→ POTONGAN TEKS:

★ ★ ★ ★

MENGENAL PTSD ( POST-TRAUMATIC STRESS DISORDER)
MENGUBUR LUKA MENYEMAI ASA
Oleh : dr Diyah Ririen , Staff Medik RSJ Marzoeki Mahdi Bogor
Pandemi Covid-19 ini terasa sangat panjang dan melelahkan, bahkan saat ini memasuki satu tahun lebih berlalu di Indonesia. Cerita-cerita yang menghiasi perjalanan nya mengharu biru jagad raya, baik cerita bahagia para survivor maupun cerita pilu mereka yang harus menemukan taqdir nya berhenti mengembara di dunia ini. Air mata yang tumpah, hati yang patah, jiwa yang hampa, semua silih berganti mengisi lembar-lembar halaman hidup kita saat ini. Dari saudara yang jauh, tetangga terdekat, sahabat handai taulan bahkan dari dalam rumah kita sendiri tak luput tersapu bah Covid-19 ini. Betapa ngilu setiap waktu berdenting-denting di notifikasi gadget kita berita lara berdatangan silih berganti, kadang membuat trauma tersendiri dengan nada ringtone nya seakan requiem yang dialunkan Mozart.

★ ★ ★ ★

(Item dataset tersimpan)

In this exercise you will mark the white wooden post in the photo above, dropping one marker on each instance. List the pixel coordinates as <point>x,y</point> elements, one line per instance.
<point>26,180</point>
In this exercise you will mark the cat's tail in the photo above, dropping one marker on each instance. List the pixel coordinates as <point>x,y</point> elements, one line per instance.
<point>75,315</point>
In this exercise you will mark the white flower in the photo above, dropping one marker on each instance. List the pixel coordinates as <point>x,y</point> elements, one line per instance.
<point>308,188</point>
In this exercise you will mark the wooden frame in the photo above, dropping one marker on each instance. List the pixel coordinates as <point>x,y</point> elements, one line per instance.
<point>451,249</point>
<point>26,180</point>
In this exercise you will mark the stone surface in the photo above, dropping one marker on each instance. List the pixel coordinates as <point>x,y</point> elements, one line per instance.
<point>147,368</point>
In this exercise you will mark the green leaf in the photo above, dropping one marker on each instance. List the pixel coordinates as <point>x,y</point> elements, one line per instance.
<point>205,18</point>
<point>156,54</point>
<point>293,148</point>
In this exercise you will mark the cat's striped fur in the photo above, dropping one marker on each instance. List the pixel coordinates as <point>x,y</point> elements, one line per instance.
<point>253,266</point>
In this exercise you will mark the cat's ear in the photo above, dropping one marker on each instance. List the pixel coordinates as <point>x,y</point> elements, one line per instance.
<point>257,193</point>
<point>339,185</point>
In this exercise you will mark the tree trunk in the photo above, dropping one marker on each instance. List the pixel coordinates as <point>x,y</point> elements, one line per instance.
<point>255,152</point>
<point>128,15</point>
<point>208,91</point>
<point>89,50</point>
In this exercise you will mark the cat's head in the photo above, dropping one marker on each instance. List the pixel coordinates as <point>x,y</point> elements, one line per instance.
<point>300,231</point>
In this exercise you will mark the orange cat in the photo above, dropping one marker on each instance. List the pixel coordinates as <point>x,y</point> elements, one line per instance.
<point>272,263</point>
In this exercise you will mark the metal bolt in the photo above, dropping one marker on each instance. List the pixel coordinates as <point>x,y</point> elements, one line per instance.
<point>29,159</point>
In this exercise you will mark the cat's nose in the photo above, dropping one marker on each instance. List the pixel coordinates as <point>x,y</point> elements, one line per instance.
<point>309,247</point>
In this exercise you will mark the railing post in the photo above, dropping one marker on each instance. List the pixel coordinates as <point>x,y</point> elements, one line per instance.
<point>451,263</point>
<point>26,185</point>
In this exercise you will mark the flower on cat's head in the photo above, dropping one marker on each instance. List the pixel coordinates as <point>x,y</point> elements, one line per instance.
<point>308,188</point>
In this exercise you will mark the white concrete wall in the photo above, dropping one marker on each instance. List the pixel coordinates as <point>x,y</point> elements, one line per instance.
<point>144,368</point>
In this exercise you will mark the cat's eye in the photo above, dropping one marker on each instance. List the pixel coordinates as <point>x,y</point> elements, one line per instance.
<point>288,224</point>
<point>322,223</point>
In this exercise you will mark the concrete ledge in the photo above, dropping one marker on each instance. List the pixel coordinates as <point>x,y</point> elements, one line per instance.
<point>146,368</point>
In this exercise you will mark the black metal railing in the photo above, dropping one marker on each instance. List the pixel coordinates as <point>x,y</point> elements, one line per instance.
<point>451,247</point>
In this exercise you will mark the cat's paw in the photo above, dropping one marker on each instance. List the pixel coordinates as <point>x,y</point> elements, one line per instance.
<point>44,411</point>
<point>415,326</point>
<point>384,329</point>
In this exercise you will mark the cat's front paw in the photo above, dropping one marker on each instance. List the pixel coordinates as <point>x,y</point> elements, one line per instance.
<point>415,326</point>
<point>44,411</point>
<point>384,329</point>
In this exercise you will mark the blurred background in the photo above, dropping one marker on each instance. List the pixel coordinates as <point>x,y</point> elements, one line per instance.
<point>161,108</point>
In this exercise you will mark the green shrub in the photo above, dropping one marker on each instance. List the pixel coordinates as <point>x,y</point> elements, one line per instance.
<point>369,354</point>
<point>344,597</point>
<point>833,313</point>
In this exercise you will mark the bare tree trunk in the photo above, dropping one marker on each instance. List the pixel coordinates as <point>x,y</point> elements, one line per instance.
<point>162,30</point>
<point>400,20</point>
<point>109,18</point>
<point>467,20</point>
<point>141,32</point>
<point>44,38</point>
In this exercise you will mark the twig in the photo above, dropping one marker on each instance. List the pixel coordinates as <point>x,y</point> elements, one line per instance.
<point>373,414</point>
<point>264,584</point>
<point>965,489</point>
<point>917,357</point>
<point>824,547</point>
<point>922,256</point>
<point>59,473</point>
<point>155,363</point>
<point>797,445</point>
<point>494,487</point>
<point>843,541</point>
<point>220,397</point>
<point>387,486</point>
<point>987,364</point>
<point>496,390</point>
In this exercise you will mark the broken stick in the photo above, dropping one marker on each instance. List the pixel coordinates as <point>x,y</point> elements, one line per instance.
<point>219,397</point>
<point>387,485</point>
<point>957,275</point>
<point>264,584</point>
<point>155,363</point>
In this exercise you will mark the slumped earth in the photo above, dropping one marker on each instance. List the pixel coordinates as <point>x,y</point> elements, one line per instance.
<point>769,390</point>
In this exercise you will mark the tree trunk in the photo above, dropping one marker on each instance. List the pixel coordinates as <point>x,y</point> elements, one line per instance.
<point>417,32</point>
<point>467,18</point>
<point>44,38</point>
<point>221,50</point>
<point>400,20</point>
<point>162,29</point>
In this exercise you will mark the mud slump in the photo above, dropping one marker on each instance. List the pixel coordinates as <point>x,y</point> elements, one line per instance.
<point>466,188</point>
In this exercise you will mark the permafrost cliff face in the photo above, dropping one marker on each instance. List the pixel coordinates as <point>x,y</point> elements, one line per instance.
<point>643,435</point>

★ ★ ★ ★

→ TUGAS ANDA:
a - Dapatkah Anda menuliskan kembali bagian artikel tentang PTSD, mulai dari "MENGUBUR LUKA MENYEMAI" terus sampai ke "yang dialunkan Mozart.", tanpa mengubah satu kata pun?
b - Bagaimana terjemahan bahasa Inggris dari kalimat dalam artikel tentang PTSD ini: "Air mata yang tumpah, hati yang patah, jiwa yang hampa, semua silih berganti mengisi lembar-lembar halaman hidup kita saat ini."?
Daftar tadi merupakan bahan tersendiri yang terpisah dari artikel tentang PTSD.

→ JAWABAN:
a -
MENGUBUR LUKA MENYEMAI ASA
Oleh : dr Diyah Ririen , Staff Medik RSJ Marzoeki Mahdi Bogor
Pandemi Covid-19 ini terasa sangat panjang dan melelahkan, bahkan saat ini memasuki satu tahun lebih berlalu di Indonesia. Cerita-cerita yang menghiasi perjalanan nya mengharu biru jagad raya, baik cerita bahagia para survivor maupun cerita pilu mereka yang harus menemukan taqdir nya berhenti mengembara di dunia ini. Air mata yang tumpah, hati yang patah, jiwa yang hampa, semua silih berganti mengisi lembar-lembar halaman hidup kita saat ini. Dari saudara yang jauh, tetangga terdekat, sahabat handai taulan bahkan dari dalam rumah kita sendiri tak luput tersapu bah Covid-19 ini. Betapa ngilu setiap waktu berdenting-denting di notifikasi gadget kita berita lara berdatangan silih berganti, kadang membuat trauma tersendiri dengan nada ringtone nya seakan requiem yang dialunkan Mozart.

b - Spilled tears, broken hearts, empty souls, all take turns filling the pages of our lives today.